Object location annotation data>
## START

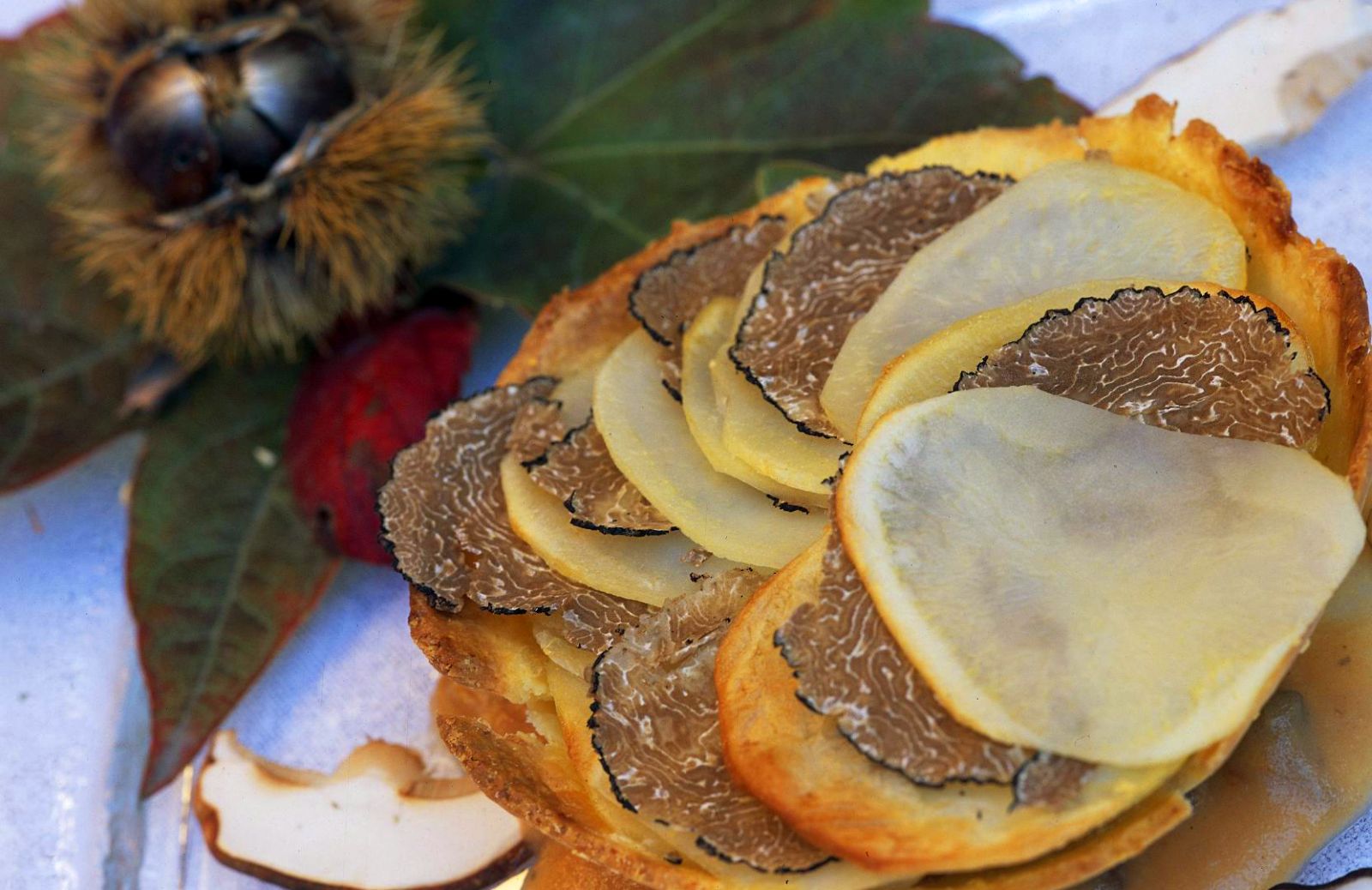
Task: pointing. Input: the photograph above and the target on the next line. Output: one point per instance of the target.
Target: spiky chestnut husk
(246, 171)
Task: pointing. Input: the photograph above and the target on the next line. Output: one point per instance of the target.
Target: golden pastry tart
(946, 526)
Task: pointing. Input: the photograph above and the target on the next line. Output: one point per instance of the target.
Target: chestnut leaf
(612, 119)
(69, 357)
(221, 564)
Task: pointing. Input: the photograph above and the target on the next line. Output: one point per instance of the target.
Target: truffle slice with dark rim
(656, 729)
(1207, 364)
(580, 471)
(537, 425)
(836, 268)
(443, 517)
(851, 668)
(667, 297)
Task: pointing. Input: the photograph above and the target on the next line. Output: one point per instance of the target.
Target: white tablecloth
(72, 702)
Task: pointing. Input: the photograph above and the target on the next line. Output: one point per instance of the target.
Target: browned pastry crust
(1310, 283)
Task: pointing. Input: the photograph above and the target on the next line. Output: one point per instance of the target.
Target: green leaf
(615, 118)
(775, 176)
(221, 567)
(68, 354)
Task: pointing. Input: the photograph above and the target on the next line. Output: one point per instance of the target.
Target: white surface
(72, 705)
(1268, 75)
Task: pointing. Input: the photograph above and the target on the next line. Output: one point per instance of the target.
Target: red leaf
(363, 404)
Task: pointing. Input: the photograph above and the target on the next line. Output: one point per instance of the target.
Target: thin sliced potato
(761, 438)
(1070, 221)
(1077, 581)
(648, 569)
(797, 763)
(651, 442)
(713, 329)
(930, 368)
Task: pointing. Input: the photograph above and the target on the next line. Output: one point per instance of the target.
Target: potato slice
(761, 436)
(930, 368)
(376, 823)
(1070, 221)
(711, 331)
(647, 569)
(1081, 583)
(651, 442)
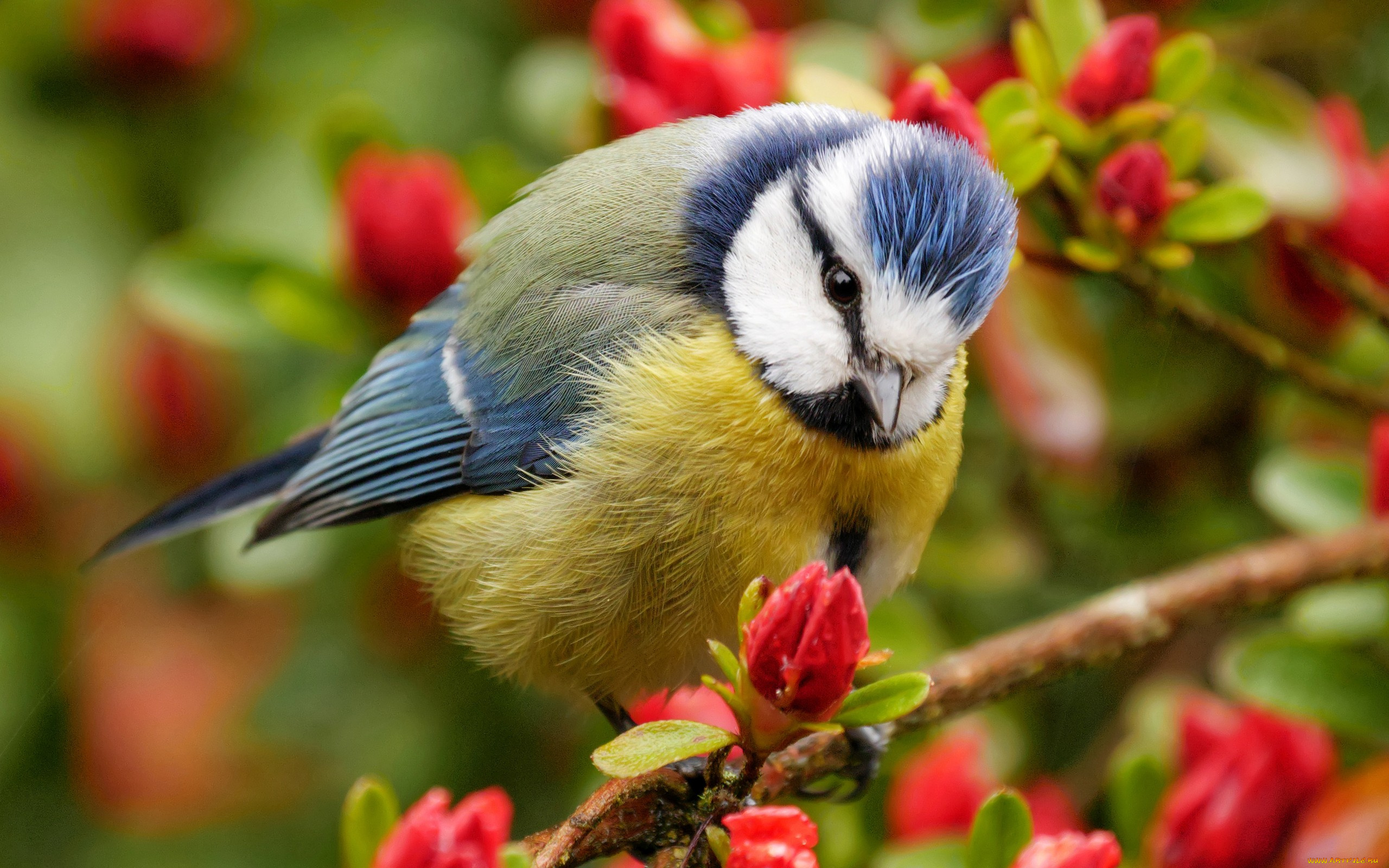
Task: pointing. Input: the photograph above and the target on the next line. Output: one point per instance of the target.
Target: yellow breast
(692, 480)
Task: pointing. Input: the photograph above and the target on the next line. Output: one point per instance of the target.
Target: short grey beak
(882, 392)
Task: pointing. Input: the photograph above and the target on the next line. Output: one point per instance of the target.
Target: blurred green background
(173, 302)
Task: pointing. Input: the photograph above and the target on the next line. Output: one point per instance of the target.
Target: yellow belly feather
(692, 480)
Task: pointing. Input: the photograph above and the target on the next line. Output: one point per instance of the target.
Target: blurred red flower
(939, 788)
(977, 73)
(432, 837)
(1072, 851)
(921, 102)
(1131, 187)
(156, 42)
(405, 216)
(1380, 465)
(1117, 68)
(162, 693)
(1350, 817)
(774, 837)
(181, 402)
(1242, 785)
(805, 645)
(698, 705)
(660, 68)
(1360, 231)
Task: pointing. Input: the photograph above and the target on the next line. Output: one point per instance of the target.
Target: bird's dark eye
(841, 285)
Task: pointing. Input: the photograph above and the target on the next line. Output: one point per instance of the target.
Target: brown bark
(655, 812)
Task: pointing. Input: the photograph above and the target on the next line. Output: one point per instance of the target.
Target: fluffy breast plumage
(690, 480)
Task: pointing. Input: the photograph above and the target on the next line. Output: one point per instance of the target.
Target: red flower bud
(405, 219)
(807, 641)
(774, 837)
(1380, 465)
(1117, 68)
(153, 42)
(432, 837)
(920, 102)
(1360, 231)
(698, 705)
(1350, 817)
(180, 405)
(1239, 790)
(977, 73)
(661, 68)
(1072, 851)
(939, 788)
(1131, 187)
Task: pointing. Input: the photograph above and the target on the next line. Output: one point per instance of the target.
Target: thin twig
(1269, 350)
(655, 812)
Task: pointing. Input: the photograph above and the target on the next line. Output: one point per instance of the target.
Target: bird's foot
(866, 749)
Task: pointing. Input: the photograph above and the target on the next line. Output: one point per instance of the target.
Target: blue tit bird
(708, 352)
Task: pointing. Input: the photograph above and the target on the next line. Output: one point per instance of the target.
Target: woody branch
(656, 812)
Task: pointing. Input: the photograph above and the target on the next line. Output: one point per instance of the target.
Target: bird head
(852, 257)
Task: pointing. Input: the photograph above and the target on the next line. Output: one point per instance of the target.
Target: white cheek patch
(774, 296)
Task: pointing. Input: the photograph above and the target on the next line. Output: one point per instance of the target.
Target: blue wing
(396, 443)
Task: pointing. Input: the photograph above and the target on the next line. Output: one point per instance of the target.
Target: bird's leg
(614, 713)
(866, 749)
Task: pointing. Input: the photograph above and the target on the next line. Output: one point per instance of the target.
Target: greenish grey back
(591, 256)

## END

Work instructions>
Give the material again exactly as it is, but keep the pictures out.

Written reply>
Task: pointing. Input: the photograph above and the target on the next line. Output: one point per instance of the target.
Target: spiky chestnut husk
(246, 171)
Task: pointing. Input: the photograph above and the target on the next line. Output: one point per instance of the target.
Target: golden pastry tart
(946, 526)
Task: pointing. Input: the photograph above and the target on the next line. Output: one point per instance of the target.
Target: chestnut leaf
(612, 119)
(69, 357)
(221, 564)
Task: pointing. Input: the photograph above and the target on the next line. Output: one point per instance of the target.
Target: truffle slice with dark rim
(656, 729)
(1207, 364)
(580, 471)
(537, 425)
(836, 268)
(443, 517)
(851, 668)
(667, 297)
Task: pointing. Input: the photograph above and the target on the next line. Output: one point per instance of the target.
Target: white tablecloth
(72, 702)
Task: pointing. Input: the photograph above and the target on the next line. Output: one point per instance of the target.
Target: browned pastry crust
(1310, 283)
Task: pointing. Input: the photograph above and the target on the next line. Output: one point per instance of the target.
Target: green leaf
(615, 118)
(775, 176)
(221, 567)
(68, 354)
Task: pointing. Input: the photograph above and the target on the next line. Output: one point per instance of the target.
Target: white surface
(72, 705)
(1268, 75)
Task: pointing. Input: the photograph above and the target on the next line. Output: one point per instance of the target.
Target: red leaf
(363, 404)
Task: pointing. Input: the photograph above and the target on the next line. Output: one point per instance of the target.
Target: thin sliced potato
(761, 438)
(1070, 221)
(1077, 581)
(648, 569)
(797, 763)
(651, 442)
(713, 329)
(930, 368)
Task: pointing. Input: the photograph above and the target on the next line. Output: one point per instance of the target.
Target: potato slice
(761, 436)
(930, 368)
(376, 823)
(1070, 221)
(711, 331)
(647, 569)
(1081, 583)
(651, 442)
Task: pointing. Input: the photograph above and the target on the next line. Output: one point per instance of the target.
Target: yellow breast
(692, 480)
Task: pointing. Input: the photograph above and the target on the next line. Output: one point per instance of the target.
Target: short grey beak
(882, 392)
Task: pointing. Input: the photograph above and the target on the next line. Output: one point per instance of the target.
Target: blurred green background
(173, 302)
Task: pointing. Input: the photograph above and the target on the next line. Output: one point per instance of the target.
Target: yellow belly feather
(692, 480)
Task: pointing. Input: the photograph above and the target on the next line. Output: one point per instance of the target.
Target: blurred red flower
(939, 788)
(977, 73)
(432, 837)
(1072, 851)
(921, 102)
(1131, 187)
(156, 42)
(405, 216)
(1380, 465)
(1117, 68)
(162, 693)
(1350, 817)
(774, 837)
(181, 402)
(1242, 785)
(805, 645)
(698, 705)
(660, 68)
(1360, 231)
Task: pointing. Input: the photograph above and the target on the next line. Output: one point per instance of the target.
Target: bird's dark eye
(841, 285)
Task: pointing. Input: the photograph above and the target on the next line. Output: one point per instance of the target.
Target: brown bark
(655, 812)
Task: pointing. Input: the photograph above and the target on the next line. Output: one point per instance of the target.
Target: fluffy breast plumage
(690, 480)
Task: pointing. Input: the photograph above and the target on the next line. Output: one point per instance of the target.
Target: red flower bud
(405, 219)
(807, 641)
(774, 837)
(1380, 465)
(1117, 68)
(153, 42)
(432, 837)
(920, 102)
(1360, 231)
(698, 705)
(1350, 817)
(180, 405)
(1239, 790)
(977, 73)
(661, 68)
(1072, 851)
(939, 788)
(1131, 187)
Task: pointing. Input: the photograph above and the target on the next line. Output: one point per instance of the target.
Target: thin twig
(1269, 350)
(655, 812)
Task: pointing. Input: the photograph above and the target on the next line. Output: one point per instance of the target.
Target: bird's foot
(866, 749)
Task: pointing. Input: the photograph above and the target on the next line. Output: one point per instance of the target.
Target: blue tit bird
(708, 352)
Task: pointing. Input: the photograph above and the target on the next line. Output: one point per instance of the target.
Target: woody branch
(656, 812)
Task: pointing. Input: the photograph above and the target on the next line. Output: one point per instance of the target.
Target: bird head
(852, 257)
Task: pointing. Input: the photograph above and the target on the next line. Output: one point per instance of the target.
Target: white cheek patch
(774, 296)
Task: pointing. Input: the photograph above and the target on the next line. Output: one point per instance of the target.
Target: blue wing
(396, 443)
Task: pointing. Input: the photograph above and the target on the next line. Output: one point per instance of the target.
Target: bird's leg
(614, 713)
(866, 749)
Task: pointing. Input: the photograph above and the target on the next line. Output: one point per instance of the target.
Target: greenish grey back
(591, 256)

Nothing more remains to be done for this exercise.